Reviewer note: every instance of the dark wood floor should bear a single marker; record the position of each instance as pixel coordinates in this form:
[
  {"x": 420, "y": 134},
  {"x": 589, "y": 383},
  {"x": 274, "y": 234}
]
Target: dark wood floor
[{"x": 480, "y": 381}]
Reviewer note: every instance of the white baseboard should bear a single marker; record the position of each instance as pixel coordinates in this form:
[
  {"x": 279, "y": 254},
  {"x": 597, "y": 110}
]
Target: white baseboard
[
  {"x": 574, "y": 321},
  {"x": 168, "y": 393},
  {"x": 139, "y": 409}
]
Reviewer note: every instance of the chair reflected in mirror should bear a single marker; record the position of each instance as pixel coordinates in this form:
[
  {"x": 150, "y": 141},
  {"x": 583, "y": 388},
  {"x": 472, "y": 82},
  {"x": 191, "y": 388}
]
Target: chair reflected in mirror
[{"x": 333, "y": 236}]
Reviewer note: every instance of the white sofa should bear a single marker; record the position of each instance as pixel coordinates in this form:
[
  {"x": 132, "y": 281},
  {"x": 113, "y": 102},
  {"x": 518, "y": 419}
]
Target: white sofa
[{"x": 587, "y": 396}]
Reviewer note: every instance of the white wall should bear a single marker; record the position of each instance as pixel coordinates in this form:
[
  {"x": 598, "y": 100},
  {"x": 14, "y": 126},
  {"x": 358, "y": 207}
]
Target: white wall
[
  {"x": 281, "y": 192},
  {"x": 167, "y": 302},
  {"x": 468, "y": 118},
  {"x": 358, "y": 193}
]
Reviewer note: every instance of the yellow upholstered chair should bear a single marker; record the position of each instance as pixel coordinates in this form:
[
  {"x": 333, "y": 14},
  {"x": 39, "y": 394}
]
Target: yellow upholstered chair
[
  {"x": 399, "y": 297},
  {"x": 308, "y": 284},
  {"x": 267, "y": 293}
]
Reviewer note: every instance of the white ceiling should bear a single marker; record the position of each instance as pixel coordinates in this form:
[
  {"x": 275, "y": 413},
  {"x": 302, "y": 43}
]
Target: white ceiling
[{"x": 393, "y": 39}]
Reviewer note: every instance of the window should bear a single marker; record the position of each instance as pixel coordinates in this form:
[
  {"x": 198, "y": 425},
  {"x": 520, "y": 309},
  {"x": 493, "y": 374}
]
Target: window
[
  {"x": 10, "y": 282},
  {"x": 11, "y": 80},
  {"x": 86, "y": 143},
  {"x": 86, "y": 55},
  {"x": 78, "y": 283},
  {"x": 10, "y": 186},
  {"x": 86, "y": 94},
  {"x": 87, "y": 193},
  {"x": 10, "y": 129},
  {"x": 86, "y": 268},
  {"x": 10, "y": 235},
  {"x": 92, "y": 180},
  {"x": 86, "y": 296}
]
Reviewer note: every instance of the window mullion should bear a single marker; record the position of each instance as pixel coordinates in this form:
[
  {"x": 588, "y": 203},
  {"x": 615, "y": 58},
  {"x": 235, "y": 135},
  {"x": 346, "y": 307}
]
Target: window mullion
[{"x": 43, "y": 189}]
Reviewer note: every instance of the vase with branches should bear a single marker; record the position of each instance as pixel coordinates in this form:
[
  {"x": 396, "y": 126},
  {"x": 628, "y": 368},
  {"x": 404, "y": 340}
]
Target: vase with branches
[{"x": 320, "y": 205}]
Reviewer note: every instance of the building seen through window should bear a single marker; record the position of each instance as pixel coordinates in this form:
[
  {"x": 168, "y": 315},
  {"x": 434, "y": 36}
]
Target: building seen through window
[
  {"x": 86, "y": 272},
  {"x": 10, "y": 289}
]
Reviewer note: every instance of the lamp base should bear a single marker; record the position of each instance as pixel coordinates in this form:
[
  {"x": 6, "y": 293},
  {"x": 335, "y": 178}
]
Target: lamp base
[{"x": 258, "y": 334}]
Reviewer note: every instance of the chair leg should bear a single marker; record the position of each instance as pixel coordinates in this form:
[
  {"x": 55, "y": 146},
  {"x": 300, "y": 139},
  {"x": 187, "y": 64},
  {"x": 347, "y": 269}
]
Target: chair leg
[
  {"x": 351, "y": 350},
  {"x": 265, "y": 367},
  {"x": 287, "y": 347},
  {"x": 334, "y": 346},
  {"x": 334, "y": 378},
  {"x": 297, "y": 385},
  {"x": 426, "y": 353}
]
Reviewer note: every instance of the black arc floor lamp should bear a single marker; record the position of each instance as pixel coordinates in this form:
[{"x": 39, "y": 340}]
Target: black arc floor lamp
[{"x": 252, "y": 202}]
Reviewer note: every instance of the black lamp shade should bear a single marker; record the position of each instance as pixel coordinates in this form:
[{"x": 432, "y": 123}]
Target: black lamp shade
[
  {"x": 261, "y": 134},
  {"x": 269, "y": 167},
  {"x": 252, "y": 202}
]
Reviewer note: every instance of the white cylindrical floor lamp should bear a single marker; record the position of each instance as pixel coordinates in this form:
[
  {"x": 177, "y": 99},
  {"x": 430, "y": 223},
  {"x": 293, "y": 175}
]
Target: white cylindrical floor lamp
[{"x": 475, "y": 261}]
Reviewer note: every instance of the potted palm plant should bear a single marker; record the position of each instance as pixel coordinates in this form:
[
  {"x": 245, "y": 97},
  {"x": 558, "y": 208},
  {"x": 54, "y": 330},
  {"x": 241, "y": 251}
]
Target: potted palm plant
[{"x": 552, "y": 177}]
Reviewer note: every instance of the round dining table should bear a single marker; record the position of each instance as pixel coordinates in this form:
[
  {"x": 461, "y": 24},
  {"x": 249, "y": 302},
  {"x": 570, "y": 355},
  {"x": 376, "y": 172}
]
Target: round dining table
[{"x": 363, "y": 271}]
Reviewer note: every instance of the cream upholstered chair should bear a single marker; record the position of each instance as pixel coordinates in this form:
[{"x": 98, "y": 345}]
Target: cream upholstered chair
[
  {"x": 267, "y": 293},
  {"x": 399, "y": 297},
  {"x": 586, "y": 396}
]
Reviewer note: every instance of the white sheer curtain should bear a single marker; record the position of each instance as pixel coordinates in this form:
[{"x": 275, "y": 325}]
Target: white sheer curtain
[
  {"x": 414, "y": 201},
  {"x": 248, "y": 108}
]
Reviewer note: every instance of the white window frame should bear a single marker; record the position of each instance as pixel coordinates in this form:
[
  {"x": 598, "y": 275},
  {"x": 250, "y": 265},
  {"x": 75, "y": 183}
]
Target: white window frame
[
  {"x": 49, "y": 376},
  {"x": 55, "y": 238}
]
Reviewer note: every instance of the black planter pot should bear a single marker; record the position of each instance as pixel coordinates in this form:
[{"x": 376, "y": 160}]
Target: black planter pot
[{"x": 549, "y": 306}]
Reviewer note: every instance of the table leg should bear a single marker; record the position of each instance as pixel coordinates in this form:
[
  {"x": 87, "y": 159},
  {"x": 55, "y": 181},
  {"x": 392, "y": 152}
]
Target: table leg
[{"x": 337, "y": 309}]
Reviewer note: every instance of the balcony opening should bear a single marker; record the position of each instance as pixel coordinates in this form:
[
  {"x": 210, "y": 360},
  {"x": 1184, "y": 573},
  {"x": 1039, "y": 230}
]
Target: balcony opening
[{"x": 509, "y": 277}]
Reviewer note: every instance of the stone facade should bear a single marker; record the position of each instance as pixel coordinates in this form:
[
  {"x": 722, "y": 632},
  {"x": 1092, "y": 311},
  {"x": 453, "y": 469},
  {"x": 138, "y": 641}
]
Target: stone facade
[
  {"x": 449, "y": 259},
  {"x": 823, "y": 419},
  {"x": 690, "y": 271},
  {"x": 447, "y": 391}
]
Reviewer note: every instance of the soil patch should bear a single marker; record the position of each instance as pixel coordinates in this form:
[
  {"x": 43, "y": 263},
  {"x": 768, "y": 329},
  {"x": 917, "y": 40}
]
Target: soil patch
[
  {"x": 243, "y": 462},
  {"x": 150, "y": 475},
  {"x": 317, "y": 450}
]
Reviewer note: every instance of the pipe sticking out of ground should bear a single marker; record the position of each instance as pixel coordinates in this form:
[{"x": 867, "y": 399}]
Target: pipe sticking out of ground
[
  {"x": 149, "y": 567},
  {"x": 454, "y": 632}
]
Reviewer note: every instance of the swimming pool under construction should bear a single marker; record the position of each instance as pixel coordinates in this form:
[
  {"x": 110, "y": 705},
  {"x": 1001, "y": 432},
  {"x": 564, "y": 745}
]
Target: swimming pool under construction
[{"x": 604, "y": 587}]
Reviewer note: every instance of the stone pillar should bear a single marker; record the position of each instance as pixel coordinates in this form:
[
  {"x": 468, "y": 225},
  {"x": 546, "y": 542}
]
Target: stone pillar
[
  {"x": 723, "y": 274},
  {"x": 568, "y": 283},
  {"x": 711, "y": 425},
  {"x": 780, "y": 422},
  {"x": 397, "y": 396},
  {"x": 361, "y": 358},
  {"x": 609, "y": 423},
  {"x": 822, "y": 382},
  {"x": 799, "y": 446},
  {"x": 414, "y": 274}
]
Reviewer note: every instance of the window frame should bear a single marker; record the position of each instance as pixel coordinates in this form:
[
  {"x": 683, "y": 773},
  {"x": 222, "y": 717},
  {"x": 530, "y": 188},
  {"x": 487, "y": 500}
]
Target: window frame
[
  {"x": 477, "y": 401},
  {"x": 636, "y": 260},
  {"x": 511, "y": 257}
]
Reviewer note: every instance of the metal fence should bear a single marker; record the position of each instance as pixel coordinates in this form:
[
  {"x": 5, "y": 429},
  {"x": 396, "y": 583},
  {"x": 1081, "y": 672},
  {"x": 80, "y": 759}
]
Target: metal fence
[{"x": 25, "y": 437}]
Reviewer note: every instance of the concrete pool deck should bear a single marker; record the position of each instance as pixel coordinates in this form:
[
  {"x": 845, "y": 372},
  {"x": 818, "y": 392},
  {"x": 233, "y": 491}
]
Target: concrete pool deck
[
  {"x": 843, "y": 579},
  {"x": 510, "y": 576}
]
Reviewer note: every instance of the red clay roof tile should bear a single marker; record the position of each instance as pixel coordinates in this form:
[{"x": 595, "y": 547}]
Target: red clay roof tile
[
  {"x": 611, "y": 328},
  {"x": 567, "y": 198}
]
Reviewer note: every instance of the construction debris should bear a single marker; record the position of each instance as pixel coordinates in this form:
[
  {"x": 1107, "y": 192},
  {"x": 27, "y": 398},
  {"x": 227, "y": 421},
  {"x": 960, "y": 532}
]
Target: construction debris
# # # # #
→ Direction
Starting at the line that contains "Reviewer note: every instance of the window frame", copy each line exactly through the end of the listing above. Include that first line and the last one, and add nothing.

→ Response
Reviewer note: every instance of the window frame should bear a single marker; record the position of each instance as pixel coordinates in this form:
[
  {"x": 683, "y": 773},
  {"x": 222, "y": 717},
  {"x": 530, "y": 188},
  {"x": 487, "y": 500}
]
Target: window frame
[
  {"x": 477, "y": 401},
  {"x": 636, "y": 260},
  {"x": 511, "y": 257}
]
Reviewer note: every instance of the metal fence should bear a single marker; record the position of each instance as pixel coordinates in this form:
[
  {"x": 5, "y": 429},
  {"x": 396, "y": 583},
  {"x": 1081, "y": 672},
  {"x": 80, "y": 759}
]
Target: metal fence
[{"x": 25, "y": 437}]
Reviewer note: every instance of the concrete pool deck should bear a single marker; record the position of each instance as pixel coordinates in this form:
[
  {"x": 845, "y": 372},
  {"x": 818, "y": 392},
  {"x": 233, "y": 491}
]
Target: concrete pool deck
[
  {"x": 843, "y": 579},
  {"x": 510, "y": 576}
]
Reviewer note: every instance of the red clay roof tile should bear a single marker; record the position of each instance as pixel coordinates in this form:
[{"x": 595, "y": 547}]
Target: red clay roof tile
[
  {"x": 611, "y": 328},
  {"x": 567, "y": 198}
]
Reviewer note: every instance of the construction debris should bear a single marker; record the position of each instance as pixel coordinates in this form:
[
  {"x": 1107, "y": 192},
  {"x": 27, "y": 398},
  {"x": 227, "y": 421},
  {"x": 960, "y": 532}
]
Target: construction debris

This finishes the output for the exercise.